"""

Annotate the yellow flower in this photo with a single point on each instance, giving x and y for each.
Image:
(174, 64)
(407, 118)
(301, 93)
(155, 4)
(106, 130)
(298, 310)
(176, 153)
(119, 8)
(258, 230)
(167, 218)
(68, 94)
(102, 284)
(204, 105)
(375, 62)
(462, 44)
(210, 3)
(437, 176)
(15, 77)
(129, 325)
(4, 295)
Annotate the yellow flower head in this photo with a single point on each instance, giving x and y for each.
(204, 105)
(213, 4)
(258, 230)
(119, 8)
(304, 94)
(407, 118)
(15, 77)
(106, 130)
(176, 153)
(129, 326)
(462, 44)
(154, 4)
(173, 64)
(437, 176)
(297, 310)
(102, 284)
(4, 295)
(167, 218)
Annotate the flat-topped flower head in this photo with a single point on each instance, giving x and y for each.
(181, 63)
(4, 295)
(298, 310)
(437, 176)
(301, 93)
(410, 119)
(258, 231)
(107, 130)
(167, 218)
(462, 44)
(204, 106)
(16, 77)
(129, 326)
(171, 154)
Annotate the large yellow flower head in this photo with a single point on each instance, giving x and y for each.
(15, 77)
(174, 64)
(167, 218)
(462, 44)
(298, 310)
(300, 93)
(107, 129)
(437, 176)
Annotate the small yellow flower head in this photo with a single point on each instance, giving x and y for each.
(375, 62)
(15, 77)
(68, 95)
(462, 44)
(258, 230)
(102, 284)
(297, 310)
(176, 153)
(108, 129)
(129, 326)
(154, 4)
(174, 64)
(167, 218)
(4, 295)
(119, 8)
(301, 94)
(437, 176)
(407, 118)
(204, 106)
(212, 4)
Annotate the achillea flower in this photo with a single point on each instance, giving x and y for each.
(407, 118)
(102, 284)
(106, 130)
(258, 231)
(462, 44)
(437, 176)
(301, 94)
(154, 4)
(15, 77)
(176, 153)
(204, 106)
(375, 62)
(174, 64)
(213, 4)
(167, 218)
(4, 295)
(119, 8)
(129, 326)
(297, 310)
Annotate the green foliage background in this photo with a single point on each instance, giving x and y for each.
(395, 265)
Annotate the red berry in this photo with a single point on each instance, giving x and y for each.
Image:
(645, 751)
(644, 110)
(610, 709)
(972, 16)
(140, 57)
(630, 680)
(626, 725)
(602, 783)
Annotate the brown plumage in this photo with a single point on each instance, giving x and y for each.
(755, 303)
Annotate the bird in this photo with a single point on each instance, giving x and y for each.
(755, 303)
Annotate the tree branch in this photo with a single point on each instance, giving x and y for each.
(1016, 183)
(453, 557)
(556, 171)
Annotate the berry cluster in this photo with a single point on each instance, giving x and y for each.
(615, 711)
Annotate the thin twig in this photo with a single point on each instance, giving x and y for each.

"""

Set down, word for word, every line from the line that holds "Annotate the red" to the end of the entries above, including both ends.

Annotate the red berry in this photo with a single point on each instance, giving x and y for each.
Image:
(645, 751)
(644, 110)
(610, 709)
(972, 16)
(140, 57)
(630, 680)
(626, 725)
(602, 783)
Annotate the brown plumage in this photo with a single point on each instance, giving x and y for each.
(755, 303)
Annotate the bird in this photo with a single point on each instance, giving x and y for each.
(755, 303)
Annotate the tree branch in this photo with a single point on each instance, giving x and y for each.
(1016, 183)
(453, 557)
(556, 171)
Annotate the berry cluster in this photo with a single point on each instance, giving x and y for each.
(615, 711)
Annotate the thin twig in this photo with a single point on each instance, giving x and y for each.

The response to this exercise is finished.